> WHAT YOU ARE ASKED TO DO:
Copy every one of the rows below word for word, line by line, with no changes.

— START SUPPLIED DATA —

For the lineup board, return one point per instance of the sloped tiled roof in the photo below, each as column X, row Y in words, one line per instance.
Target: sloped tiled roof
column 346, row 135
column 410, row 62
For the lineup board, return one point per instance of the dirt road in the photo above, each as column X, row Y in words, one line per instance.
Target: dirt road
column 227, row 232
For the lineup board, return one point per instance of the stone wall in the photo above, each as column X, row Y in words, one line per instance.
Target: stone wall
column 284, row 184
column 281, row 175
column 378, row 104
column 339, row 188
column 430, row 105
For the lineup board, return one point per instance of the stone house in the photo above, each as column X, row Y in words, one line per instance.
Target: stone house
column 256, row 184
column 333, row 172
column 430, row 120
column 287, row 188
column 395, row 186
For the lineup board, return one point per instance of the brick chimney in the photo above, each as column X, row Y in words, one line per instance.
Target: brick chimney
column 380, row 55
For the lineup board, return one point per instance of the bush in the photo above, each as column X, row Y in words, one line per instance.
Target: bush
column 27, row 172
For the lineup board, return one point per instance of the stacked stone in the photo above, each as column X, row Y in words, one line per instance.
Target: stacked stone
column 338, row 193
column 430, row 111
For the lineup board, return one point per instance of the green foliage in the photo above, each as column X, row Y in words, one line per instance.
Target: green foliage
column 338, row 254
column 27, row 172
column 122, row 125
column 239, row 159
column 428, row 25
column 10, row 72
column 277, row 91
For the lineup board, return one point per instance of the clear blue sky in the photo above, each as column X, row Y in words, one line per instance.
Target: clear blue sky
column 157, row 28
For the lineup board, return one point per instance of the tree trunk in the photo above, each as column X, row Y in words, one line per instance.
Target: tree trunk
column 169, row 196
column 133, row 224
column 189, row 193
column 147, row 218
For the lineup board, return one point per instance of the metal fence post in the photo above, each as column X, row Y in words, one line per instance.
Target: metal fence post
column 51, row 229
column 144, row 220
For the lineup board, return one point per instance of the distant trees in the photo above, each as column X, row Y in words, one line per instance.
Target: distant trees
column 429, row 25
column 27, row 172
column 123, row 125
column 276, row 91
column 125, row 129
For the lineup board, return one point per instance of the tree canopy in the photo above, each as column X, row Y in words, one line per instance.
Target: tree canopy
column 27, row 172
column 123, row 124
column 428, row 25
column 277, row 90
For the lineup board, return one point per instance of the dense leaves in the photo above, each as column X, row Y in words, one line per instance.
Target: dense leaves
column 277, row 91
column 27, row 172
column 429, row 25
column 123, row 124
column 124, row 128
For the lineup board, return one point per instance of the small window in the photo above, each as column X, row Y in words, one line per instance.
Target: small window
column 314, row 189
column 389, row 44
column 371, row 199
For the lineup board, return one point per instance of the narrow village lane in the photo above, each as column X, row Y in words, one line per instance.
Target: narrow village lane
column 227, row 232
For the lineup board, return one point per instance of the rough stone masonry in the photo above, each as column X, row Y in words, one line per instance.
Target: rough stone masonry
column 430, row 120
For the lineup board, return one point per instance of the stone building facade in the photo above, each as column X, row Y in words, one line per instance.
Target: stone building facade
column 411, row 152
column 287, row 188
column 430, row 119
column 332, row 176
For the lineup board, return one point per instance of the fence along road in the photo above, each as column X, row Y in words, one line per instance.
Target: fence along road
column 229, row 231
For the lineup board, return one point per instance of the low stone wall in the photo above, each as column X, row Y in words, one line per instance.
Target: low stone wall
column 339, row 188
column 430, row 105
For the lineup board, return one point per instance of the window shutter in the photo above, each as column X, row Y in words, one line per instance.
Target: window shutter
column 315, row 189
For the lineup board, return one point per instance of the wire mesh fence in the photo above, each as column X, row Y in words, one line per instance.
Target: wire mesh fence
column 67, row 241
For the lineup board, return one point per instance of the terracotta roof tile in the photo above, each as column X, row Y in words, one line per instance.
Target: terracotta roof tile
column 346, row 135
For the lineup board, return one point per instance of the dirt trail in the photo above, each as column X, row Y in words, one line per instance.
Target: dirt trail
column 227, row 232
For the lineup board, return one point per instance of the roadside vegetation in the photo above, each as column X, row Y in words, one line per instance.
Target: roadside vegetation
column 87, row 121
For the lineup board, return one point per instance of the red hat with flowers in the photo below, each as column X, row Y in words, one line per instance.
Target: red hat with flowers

— END SUPPLIED DATA —

> SOLUTION TO THIS TASK:
For the lineup board, return one point per instance of the sloped tiled roof in the photo below, each as column X, row Y in words, one line per instance.
Target: sloped tiled roof
column 346, row 135
column 410, row 62
For the lineup board, return one point per instance of the dirt road in the photo above, each as column X, row Y in words, one line per instance.
Target: dirt road
column 227, row 232
For the lineup board, return one point per instance of the stone wall in the photo above, each as column X, row Y in words, one line per instance.
Target: stone wall
column 284, row 184
column 281, row 175
column 378, row 104
column 339, row 188
column 430, row 105
For the lineup board, return one point per instance of the stone house in the photo above, each as column X, row Y in words, one line per instance.
Target: stone house
column 256, row 184
column 333, row 172
column 430, row 120
column 287, row 188
column 395, row 186
For the lineup board, return one point per instance of the brick chimney in the photo above, each as column X, row Y in words, one line per instance.
Target: brick chimney
column 380, row 55
For the lineup board, return one point per instance of the bush in the photo above, each as column X, row Y in words, one line per instance.
Target: bush
column 27, row 172
For the lineup board, return one point per instance of the stacked stone in the photo above, each as column X, row Y in words, one line per instance.
Target: stacked stone
column 338, row 193
column 430, row 111
For the lineup board, return one point per instance of the green foliage in the photo above, each as column X, row Y in words, one line per instance.
Target: green foliage
column 338, row 254
column 27, row 172
column 122, row 125
column 239, row 159
column 428, row 25
column 10, row 72
column 277, row 91
For the lineup board, return one point per instance of the clear blue sky in the photo above, each as column X, row Y in words, one line per instance.
Target: clear blue sky
column 157, row 28
For the lineup board, return one point per instance of the tree trunk in the photo above, each as column X, row Y in words, one line per instance.
Target: tree trunk
column 169, row 196
column 133, row 224
column 189, row 193
column 147, row 218
For the lineup board, return one point per instance of the metal fence post in the photo above, each as column X, row Y in words, one line per instance.
Target: metal fence post
column 51, row 229
column 144, row 220
For the lineup board, return one point per instance of the distant trees in the photo above, each as column X, row Y in words, one line per instance.
Target: distant trees
column 429, row 25
column 27, row 172
column 123, row 125
column 276, row 91
column 125, row 129
For the lineup board, return one point per instance of the tree canopy in the photo above, each as column X, row Y in words, one line per instance.
Target: tree canopy
column 27, row 172
column 123, row 124
column 428, row 25
column 277, row 90
For the lineup board, return one point per instance of the dense leaves in the photo above, each as column X, row Y in words, one line per instance.
Target: dense leaves
column 277, row 91
column 27, row 172
column 429, row 25
column 123, row 124
column 124, row 128
For the lineup board, return one point per instance of the small window in the photo above, each as column X, row Y in words, one line per instance.
Target: small window
column 314, row 189
column 389, row 44
column 371, row 199
For the lineup board, return one point per instance of the narrow village lane in the photo above, each as column X, row Y in words, one line per instance.
Target: narrow village lane
column 227, row 232
For the lineup board, return one point per instance of the rough stone masonry in the photo above, each as column X, row Y in words, one line per instance.
Target: rough stone masonry
column 430, row 120
For the lineup board, return one point per instance of the stone building facade in the photo above, each as column X, row Y in words, one line per instance.
Target: stone building facade
column 411, row 152
column 287, row 188
column 430, row 119
column 332, row 176
For the lineup board, return one point per instance of the fence along road in the photo above, each as column X, row Y in words, one line per instance.
Target: fence along road
column 229, row 231
For the lineup board, return one point per instance of the low stone wall in the photo above, each as column X, row Y in words, one line per instance.
Target: low stone wall
column 339, row 188
column 430, row 105
For the lineup board, return one point per instance of the window shutter in the photo above, each as column X, row Y in words, one line per instance.
Target: window shutter
column 315, row 189
For the lineup board, return one point per instance of the wire mesh fence in the photo above, each as column X, row Y in words, one line per instance.
Target: wire mesh fence
column 67, row 241
For the lineup board, return one point per instance of the terracotta roof tile in the photo above, each as column X, row Y in words, one line per instance.
Target: terracotta roof tile
column 346, row 135
For the lineup board, return one point per instance of the dirt trail in the photo above, each as column X, row Y in words, one line per instance.
Target: dirt trail
column 227, row 232
For the lineup board, return one point per instance of the roadside vegetation in the photo above, each as column X, row Y in words, one line per instance.
Target: roadside vegetation
column 87, row 121
For the lineup board, return one point per instance of the red hat with flowers in the photo below, each as column X, row Y in words, one line per instance.
Target: red hat with flowers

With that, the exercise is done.